_PROBLEMS_
[a] In the article on wealthy investors and index funds, what share of their marketable securities do advisors for high- and ultra-high-net-worth investors hold in index funds and ETFs?
[b] Using the article on wealthy investors and index funds, decide whether each statement agrees with it: (i) HNW investors typically hold six or more accounts; (ii) in 1996, passive assets made up 5.8 percent of mutual fund assets; (iii) most passive investments are tied to the S&P 500. Answer yes or no for each, quoting the deciding words.
[c] Write the next part of the article on wealthy investors and index funds, picking up after its final sentence.

_PAGE TEXT_
════
From the October 2008 issue of Wealth Manager Web • Subscribe!

October 1, 2008

THE RICH ARE DIFFERENT

Wealthy investors have not embraced index funds. Advisors who manage funds for high-and ultra-high-net-worth investors have a mere 6.9 percent of their marketable securities in index funds and ETFs. F. Scott Fitzgerald supposedly said, "The rich are different from you and me--they have more money." He could have added that they don't invest passively, either.

Compared to wealthy investors, all other types of investors allocate a higher percentage of assets to index funds. Dartmouth Prof. Ken French, in his recent study, "The Cost of Active Investing," noted that as of 2006, 12.6 percent of U.S. open-end mutual fund assets were invested passively, and institutional allocations to passive strategies were considerably higher--ranging from 31.2 percent in defined benefit plans to 52.7 percent in public funds.

The percentage allocation to passive investing has increased over time, particularly among mutual fund assets. Passive assets in mutual funds were only 5.8 percent in 1996, more than doubling through 2006. Institutional assets rose slightly over the same period: Defined benefit plans were 30.7 percent passive and public funds were 48.5 percent passive in 1996.

Data for HNW investors comes from the Advisor Perspectives (AP) universe of approximately $50 billion of assets managed by advisors, with an average account size of about $900,000. Since HNW investors typically hold six or more accounts, the typical investor in the universe has more than $5 million in assets. Data is collected electronically from a broad range of custodians.

There has been a modest increase in HNW passive assets. In June 2007, 3.9 percent of marketable securities were in passive products, rising to 4.6 percent in September 2007, and to 6.4 percent in March 2008. Only 27 percent of passive investments are tied to the S&P 500, with another 14 percent tied to the MSCI EAFE. Most passive investments are tied to style box indices or to regional international indices. The top 10 index funds and ETFs--ranked by assets held in the AP universe--are shown in the chart (below left).
════
_DATASET ENTRIES_
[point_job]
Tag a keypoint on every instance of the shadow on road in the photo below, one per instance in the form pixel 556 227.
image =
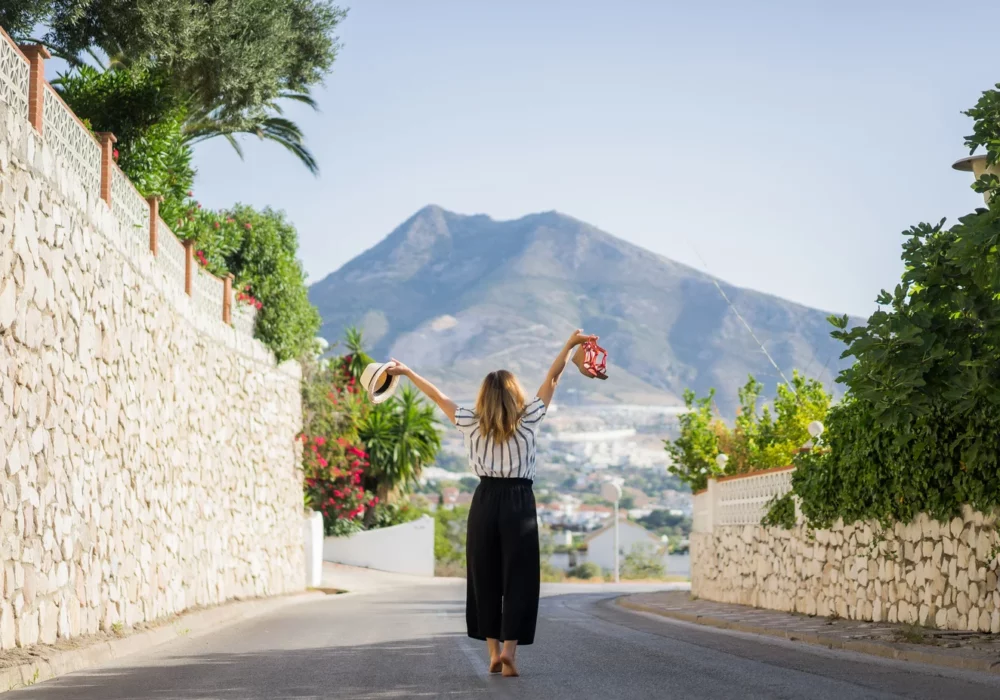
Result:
pixel 428 667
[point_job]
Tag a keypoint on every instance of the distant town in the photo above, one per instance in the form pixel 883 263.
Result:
pixel 587 446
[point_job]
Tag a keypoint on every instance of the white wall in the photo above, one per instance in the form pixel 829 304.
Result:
pixel 404 549
pixel 601 548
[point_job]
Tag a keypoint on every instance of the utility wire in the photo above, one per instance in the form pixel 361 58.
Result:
pixel 740 316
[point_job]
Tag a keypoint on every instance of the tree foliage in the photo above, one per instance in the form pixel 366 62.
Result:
pixel 762 437
pixel 918 431
pixel 402 437
pixel 222 68
pixel 231 57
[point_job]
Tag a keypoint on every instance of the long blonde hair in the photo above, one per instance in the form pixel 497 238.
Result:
pixel 499 405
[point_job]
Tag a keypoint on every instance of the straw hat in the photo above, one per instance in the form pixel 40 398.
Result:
pixel 379 384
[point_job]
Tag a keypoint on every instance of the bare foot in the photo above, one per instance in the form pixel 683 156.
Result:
pixel 509 669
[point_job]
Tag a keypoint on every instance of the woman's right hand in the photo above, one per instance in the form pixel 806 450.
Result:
pixel 579 338
pixel 397 368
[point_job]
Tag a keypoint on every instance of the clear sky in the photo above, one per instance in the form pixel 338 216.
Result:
pixel 791 142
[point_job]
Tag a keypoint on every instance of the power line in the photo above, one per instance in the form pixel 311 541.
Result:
pixel 740 317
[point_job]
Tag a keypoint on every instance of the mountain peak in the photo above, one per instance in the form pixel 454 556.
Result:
pixel 511 290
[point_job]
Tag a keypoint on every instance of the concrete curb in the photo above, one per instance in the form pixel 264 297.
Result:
pixel 882 649
pixel 188 625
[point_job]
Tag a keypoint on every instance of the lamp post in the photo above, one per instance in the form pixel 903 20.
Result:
pixel 612 491
pixel 978 166
pixel 720 460
pixel 815 430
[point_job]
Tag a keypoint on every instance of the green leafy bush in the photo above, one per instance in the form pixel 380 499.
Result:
pixel 449 541
pixel 644 561
pixel 264 257
pixel 585 571
pixel 762 437
pixel 135 105
pixel 918 431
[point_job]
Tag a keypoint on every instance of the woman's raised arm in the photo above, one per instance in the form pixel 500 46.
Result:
pixel 548 387
pixel 429 390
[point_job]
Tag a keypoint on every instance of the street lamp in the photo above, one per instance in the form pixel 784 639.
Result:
pixel 612 491
pixel 978 166
pixel 815 430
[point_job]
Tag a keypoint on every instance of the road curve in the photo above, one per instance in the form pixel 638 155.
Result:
pixel 410 643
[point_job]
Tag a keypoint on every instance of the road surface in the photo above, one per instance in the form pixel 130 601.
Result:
pixel 409 642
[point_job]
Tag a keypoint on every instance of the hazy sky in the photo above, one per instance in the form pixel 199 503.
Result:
pixel 790 142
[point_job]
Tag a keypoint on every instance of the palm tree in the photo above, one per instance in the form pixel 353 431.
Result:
pixel 266 124
pixel 401 437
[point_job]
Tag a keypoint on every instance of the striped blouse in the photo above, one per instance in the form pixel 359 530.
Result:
pixel 513 459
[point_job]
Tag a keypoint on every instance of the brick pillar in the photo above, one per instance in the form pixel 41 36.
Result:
pixel 36 54
pixel 154 225
pixel 108 141
pixel 227 299
pixel 189 270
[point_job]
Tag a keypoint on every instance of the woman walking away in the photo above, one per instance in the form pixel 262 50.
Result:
pixel 502 544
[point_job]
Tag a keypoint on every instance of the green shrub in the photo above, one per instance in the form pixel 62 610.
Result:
pixel 918 430
pixel 762 437
pixel 264 257
pixel 586 571
pixel 449 539
pixel 644 561
pixel 780 512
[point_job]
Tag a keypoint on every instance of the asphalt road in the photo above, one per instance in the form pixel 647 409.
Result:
pixel 410 643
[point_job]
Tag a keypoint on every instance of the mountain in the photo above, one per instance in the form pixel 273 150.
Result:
pixel 456 296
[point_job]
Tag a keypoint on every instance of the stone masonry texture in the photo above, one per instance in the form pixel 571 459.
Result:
pixel 148 460
pixel 927 572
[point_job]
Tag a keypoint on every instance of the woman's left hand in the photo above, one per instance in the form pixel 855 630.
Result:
pixel 579 338
pixel 397 369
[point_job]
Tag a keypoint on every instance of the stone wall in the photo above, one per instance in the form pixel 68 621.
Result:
pixel 926 572
pixel 148 460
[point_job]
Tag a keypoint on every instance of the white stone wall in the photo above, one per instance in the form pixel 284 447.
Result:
pixel 404 549
pixel 925 572
pixel 148 460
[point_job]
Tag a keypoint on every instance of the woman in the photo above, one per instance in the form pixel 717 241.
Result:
pixel 502 543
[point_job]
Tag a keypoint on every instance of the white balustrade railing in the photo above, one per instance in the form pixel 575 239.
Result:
pixel 72 142
pixel 739 500
pixel 14 74
pixel 78 152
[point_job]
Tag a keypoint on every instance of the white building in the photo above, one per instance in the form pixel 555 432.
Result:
pixel 601 544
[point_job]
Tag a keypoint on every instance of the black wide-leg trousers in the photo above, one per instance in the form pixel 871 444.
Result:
pixel 502 561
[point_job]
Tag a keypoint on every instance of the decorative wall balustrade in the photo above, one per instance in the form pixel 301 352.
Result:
pixel 14 73
pixel 72 142
pixel 81 155
pixel 739 500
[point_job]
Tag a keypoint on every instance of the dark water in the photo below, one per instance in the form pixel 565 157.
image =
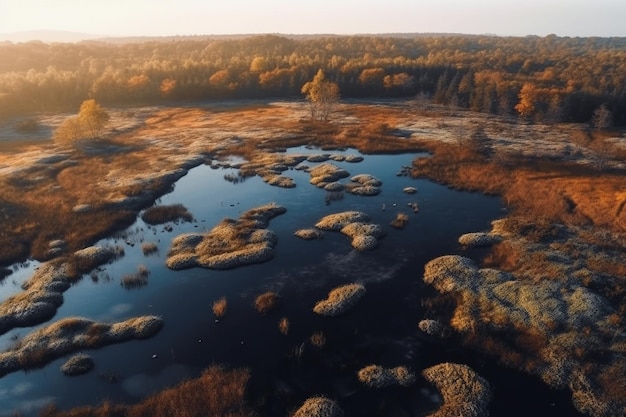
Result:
pixel 286 369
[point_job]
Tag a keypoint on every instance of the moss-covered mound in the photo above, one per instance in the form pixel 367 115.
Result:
pixel 77 365
pixel 230 244
pixel 464 392
pixel 536 325
pixel 375 376
pixel 71 334
pixel 319 407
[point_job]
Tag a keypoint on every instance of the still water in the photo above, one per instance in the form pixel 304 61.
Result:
pixel 286 369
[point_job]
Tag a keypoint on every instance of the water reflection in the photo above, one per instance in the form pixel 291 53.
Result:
pixel 383 327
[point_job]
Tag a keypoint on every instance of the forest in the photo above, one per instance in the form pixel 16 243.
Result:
pixel 547 79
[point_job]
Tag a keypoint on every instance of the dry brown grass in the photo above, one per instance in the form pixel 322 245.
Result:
pixel 219 307
pixel 217 393
pixel 265 302
pixel 318 339
pixel 283 325
pixel 545 190
pixel 400 221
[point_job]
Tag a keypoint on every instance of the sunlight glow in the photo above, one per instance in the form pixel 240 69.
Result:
pixel 195 17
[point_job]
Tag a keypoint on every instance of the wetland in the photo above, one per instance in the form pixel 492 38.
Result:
pixel 78 230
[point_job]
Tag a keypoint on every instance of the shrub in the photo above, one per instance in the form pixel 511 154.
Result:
pixel 283 325
pixel 318 339
pixel 219 307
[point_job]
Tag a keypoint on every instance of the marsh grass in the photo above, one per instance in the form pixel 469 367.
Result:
pixel 163 214
pixel 548 191
pixel 283 325
pixel 400 221
pixel 149 248
pixel 219 307
pixel 318 339
pixel 266 302
pixel 218 392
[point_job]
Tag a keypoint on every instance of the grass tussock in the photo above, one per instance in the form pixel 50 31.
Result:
pixel 218 392
pixel 283 325
pixel 149 248
pixel 400 221
pixel 266 302
pixel 219 307
pixel 318 339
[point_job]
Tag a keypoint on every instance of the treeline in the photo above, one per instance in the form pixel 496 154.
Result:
pixel 543 78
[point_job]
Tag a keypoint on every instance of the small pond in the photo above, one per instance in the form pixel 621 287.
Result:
pixel 286 369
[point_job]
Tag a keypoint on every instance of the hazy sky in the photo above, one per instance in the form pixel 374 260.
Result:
pixel 195 17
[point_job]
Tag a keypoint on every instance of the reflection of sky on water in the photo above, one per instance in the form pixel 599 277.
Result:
pixel 301 271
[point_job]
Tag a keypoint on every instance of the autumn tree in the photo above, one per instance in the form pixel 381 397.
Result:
pixel 93 118
pixel 527 100
pixel 602 118
pixel 323 95
pixel 89 123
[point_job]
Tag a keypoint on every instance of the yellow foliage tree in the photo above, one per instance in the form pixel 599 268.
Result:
pixel 88 124
pixel 168 86
pixel 322 95
pixel 528 96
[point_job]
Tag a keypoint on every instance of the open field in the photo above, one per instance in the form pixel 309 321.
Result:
pixel 564 232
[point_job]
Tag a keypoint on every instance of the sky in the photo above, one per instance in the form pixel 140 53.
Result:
pixel 204 17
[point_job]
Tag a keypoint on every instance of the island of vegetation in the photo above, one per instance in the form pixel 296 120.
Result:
pixel 230 244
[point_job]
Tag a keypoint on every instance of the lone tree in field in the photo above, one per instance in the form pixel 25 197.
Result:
pixel 88 124
pixel 322 95
pixel 602 118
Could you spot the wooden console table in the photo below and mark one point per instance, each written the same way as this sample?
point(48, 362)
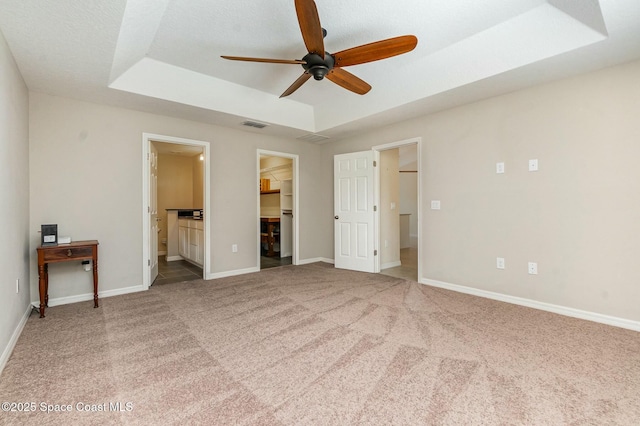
════
_RESULTS FOR THE EXERCISE_
[a] 6.9 percent

[b]
(i) Yes: "HNW investors typically hold six or more accounts"
(ii) Yes: "Passive assets in mutual funds were only 5.8 percent in 1996"
(iii) No: "Only 27 percent of passive investments are tied to the S&P 500"

[c]
There is no clear explanation for the aversion to index funds among wealthy investors. One reason may be that advisors utilize tax-efficient passive products through separately managed accounts. Another is that wealthy investors have access to a broader range of products--including hedge funds--that offer better risk and return characteristics than index funds. It may be that advisors are able to identify actively managed funds that consistently outperform passive alternatives. Lastly, HNW and especially UHNW investors are not saving for retirement. Their retirement plans are well-funded, and their investment portfolios could be structured to take on a higher degree of risk than what is offered through passive products.

French's study shows the average investor sacrifices 67 basis points in annual return by choosing active funds over passive investing, and that this percentage has been relatively constant over time. That translates to a cost of approximately $100 billion. The rich may in fact be different, but their aversion to passive investing comes at a high price--at least on the theoretical level documented by French and other researchers.

Robert Huebscher, rhuebscher@advisorperspectives.com, is CEO of Advisor Perspectives (www.advisorperspectives.com), a free online database and weekly newsletter for wealth managers and financial advisors.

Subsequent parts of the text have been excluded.